**ACTION ITEM:** Pick up the Ohio winter survival guide after its final sentence and continue writing it.

**STUDY TEXT:**
A Survival Guide For Ohio Winters
Contrary to what the retail industry may want you to believe, this is actually the least wonderful time of the year.
I see nothing appealing about upwards of five months of snow, ice and well-below freezing temperatures, with finals placed conveniently around the coldest point.
No matter how many years I spend in a frigid climate, I probably won’t ever completely figure it out, but I have learned a thing or two.
How to Survive Winter 101:
Hibernate. Besides the fact that your two weeks off from school are simply an illusion of free time, because you have yet to take finals, this is actually a great opportunity to catch up on sleep. If your room is cold, you will also burn extra calories while sleeping.
If you need to lose weight, sleeping in a cold place (and being asleep would probably prevent you from eating) is definitely the way to go. Also, if it’s approximately 423 degrees below zero with a windchill of negative 5000, what other option do you really have? It’s not like you’re actually going to study.
Once sleeping gets old, or you happen to wake up, hot chocolate is the next best option. You need to strategically plan your trips to the grocery store when it’s warm enough that it’s not dangerous to leave the house. As long as you have a decent supply at home, this is the only 100% tried-and-true method that I’ve found to keep myself warm, and there’s never a bad reason to consume chocolate.
Seasonal Affective Disorder (SAD) is no fun. That’s why it’s called a disorder. According to the Mayo Clinic, SAD symptoms start in the fall and continue for the entire winter, draining your energy and causing you to feel moody. Unfortunately, we can’t spend all five winter months on a cruise ship in the Caribbean with a swim-up cocktail bar.
However, the next best thing to combat the disorder, according to the Clinic, is staying physically active, and if you participate in a winter sport, especially swim team, you’ve got no choice. Bikram yoga is another a great idea. The room is hot enough, I would assume, that you forget that you’ll be lucky if the temperature is above zero when you go to the car.

**INFORMATION SUPPLIED:**
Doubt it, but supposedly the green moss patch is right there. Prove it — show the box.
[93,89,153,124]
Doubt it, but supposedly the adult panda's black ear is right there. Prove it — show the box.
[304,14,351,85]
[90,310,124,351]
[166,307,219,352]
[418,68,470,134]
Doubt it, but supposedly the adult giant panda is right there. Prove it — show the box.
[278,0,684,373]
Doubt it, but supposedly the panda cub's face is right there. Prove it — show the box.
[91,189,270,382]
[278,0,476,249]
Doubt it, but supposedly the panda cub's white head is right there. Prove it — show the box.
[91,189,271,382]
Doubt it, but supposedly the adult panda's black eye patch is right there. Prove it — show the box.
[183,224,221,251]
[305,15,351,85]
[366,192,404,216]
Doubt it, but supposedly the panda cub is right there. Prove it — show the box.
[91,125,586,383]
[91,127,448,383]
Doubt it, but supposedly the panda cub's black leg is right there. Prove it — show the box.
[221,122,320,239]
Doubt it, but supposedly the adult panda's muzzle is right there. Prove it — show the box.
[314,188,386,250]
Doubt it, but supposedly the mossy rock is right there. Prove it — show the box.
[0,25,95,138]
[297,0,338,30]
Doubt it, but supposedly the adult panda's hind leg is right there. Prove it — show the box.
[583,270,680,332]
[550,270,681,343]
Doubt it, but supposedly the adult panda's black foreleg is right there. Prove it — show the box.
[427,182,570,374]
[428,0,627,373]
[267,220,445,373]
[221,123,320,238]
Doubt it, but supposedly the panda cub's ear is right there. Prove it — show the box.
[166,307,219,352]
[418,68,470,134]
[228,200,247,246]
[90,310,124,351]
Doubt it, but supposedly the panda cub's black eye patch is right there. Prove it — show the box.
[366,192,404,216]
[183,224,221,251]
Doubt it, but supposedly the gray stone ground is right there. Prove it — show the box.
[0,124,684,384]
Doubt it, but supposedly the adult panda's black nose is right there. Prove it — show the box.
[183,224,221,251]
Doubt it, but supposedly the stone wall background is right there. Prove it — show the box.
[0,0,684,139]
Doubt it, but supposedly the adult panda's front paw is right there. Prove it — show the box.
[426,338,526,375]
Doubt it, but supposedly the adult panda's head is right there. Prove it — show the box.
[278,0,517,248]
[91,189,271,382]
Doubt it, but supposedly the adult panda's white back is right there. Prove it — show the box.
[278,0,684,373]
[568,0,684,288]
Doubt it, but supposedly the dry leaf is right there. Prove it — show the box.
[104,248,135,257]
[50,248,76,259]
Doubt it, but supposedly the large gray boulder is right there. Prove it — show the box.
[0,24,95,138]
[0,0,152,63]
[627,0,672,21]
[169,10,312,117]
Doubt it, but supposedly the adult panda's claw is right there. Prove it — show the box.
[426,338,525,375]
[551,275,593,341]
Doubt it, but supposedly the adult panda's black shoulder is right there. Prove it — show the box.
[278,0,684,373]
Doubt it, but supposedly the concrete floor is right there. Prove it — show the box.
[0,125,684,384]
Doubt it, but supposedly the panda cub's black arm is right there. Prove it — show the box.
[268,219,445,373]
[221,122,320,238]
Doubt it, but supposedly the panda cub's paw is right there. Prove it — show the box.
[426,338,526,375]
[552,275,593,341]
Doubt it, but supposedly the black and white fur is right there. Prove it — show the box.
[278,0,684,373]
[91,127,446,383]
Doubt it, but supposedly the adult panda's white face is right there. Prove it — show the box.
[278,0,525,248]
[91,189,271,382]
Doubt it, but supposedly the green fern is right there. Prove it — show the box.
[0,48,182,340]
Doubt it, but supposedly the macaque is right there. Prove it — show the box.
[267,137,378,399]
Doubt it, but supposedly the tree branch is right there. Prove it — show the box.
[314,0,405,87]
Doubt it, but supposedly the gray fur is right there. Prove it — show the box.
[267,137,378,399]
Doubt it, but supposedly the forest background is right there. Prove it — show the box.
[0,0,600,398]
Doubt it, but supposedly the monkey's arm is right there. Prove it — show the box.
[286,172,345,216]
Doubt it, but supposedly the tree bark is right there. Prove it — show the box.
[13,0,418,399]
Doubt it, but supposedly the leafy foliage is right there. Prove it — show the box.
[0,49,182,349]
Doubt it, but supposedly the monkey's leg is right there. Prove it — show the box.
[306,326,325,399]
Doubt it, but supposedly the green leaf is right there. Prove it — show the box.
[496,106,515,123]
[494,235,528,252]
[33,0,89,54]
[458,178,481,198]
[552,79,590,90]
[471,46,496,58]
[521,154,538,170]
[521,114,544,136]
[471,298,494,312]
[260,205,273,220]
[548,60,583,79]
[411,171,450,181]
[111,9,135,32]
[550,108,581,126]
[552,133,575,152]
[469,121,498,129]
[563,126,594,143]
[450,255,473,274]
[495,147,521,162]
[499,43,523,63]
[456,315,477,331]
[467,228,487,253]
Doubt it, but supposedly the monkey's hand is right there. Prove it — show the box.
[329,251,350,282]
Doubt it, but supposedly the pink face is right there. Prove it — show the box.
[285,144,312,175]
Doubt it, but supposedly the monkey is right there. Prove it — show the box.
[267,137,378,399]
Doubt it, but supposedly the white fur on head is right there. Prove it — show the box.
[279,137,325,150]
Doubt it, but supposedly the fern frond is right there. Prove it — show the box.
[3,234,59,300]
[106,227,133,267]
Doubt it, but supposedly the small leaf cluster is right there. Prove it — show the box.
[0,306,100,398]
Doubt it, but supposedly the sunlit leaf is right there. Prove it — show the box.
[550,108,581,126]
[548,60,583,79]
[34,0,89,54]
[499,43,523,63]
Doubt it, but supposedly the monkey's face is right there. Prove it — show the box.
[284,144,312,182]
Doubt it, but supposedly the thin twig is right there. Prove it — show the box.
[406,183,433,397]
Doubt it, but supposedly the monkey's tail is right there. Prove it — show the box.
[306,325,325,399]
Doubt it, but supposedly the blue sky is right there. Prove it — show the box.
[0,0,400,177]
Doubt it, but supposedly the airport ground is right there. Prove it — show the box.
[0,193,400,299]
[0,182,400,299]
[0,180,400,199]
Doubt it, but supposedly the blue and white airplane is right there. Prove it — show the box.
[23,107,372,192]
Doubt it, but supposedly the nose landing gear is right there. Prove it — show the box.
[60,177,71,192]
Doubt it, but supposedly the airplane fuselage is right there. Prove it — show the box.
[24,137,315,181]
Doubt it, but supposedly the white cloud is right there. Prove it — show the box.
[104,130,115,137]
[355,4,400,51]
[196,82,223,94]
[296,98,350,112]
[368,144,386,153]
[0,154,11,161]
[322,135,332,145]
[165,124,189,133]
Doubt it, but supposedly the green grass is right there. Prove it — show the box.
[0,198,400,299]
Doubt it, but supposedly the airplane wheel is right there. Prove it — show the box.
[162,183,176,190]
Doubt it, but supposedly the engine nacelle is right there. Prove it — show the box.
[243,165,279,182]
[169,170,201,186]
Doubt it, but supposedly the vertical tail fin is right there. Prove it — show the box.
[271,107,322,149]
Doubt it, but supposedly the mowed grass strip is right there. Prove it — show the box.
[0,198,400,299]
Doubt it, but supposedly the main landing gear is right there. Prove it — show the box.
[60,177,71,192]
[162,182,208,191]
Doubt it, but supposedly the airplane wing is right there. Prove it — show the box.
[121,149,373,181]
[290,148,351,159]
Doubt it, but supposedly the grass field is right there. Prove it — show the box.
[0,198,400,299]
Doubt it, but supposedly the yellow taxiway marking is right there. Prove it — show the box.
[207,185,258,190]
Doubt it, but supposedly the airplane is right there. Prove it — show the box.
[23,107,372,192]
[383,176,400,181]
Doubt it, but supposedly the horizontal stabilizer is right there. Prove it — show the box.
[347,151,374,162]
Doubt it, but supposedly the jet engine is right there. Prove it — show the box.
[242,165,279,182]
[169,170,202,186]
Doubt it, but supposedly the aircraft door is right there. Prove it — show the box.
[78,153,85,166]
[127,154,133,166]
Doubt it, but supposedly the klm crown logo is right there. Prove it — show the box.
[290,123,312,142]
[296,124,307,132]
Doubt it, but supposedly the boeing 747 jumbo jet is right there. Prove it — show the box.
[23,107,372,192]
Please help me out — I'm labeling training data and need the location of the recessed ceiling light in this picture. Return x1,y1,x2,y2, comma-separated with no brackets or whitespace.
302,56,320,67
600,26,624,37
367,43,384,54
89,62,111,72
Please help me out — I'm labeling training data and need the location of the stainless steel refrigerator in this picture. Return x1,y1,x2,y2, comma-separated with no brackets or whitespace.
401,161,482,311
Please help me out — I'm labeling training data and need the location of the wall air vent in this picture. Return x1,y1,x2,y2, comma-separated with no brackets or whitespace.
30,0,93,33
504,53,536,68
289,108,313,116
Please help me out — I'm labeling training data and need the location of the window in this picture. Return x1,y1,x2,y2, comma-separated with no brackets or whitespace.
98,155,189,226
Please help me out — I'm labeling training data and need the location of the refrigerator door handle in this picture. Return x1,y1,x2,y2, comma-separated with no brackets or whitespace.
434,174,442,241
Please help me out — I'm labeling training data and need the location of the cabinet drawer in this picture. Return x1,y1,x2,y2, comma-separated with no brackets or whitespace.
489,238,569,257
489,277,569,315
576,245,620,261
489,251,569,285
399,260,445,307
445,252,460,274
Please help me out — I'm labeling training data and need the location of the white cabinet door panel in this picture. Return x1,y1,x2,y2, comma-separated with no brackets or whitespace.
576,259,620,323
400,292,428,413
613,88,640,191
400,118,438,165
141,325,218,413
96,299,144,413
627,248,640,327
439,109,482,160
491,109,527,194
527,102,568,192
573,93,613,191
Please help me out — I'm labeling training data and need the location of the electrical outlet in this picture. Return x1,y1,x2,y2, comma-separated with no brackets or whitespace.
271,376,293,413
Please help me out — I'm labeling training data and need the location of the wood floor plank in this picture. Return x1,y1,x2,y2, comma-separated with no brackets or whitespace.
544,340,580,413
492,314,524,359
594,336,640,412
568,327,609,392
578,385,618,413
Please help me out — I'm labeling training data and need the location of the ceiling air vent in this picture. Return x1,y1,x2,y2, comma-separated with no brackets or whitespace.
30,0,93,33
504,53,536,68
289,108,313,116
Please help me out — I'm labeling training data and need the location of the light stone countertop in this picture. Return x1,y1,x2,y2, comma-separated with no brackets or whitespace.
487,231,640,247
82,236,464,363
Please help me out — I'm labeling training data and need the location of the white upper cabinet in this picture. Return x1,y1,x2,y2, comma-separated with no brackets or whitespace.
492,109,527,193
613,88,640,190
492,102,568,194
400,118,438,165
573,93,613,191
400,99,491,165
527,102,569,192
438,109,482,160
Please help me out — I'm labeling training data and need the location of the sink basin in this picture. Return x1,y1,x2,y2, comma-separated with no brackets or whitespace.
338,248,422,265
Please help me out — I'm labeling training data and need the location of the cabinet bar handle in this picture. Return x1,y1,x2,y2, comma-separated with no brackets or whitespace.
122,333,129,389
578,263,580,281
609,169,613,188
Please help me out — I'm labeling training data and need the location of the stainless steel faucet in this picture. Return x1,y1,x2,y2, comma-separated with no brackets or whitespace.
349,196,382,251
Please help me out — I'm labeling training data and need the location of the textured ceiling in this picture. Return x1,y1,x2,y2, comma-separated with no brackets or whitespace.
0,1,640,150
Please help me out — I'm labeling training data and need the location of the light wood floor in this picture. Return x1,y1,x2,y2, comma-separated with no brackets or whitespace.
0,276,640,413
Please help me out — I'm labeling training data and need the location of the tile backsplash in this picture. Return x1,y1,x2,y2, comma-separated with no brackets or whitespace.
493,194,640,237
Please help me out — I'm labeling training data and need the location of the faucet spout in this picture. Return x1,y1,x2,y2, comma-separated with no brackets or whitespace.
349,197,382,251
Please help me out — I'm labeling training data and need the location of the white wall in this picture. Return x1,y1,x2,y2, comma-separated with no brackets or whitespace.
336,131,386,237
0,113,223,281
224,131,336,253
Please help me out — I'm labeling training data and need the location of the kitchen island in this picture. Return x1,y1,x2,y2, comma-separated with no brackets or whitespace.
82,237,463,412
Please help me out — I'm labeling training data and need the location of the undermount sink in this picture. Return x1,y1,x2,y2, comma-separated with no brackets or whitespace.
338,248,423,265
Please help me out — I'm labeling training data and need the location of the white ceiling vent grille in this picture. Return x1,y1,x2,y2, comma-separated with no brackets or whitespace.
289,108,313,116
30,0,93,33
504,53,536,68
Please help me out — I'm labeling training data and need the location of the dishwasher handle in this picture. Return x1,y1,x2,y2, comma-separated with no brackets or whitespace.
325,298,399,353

**ANSWER FOR THE TASK:**
A movie marathon is always a great option in bad weather. Although it might be too cold to leave the house for a new release, some lovely person probably will have posted the movie online for your illegal viewing pleasure a few days after the premier.
If they haven’t, or in the event that you’re an honest human being, then our 16-day winter break is the perfect length of time to rewatch all eight Harry Potter movies. It’s either raining or snowing at Hogwarts about 85% of the time, so the characters know exactly what you’re going through. Also, there are no thermostats nor space heaters at Hogwarts, so you should be thankful for what you have.
Finally, there is no better use of leisure time spent indoors than baking. I guarantee that anyone who happens to be at your house will be thrilled to find fresh, right-out-of-the oven brownies.
If you’re really feeling ambitious, you could bring your baked goods to school and make everyone’s day. Everybody knows that when you give out free food, you suddenly have ten new best friends. The strongest friendships are usually the ones based solely on the exchange of food.
Winter is not usually a fun time in Ohio, probably because it lasts for about half the year, by which time the novelty has worn off a bit. It will never be easy, but these are my five best tips to make it through the winter.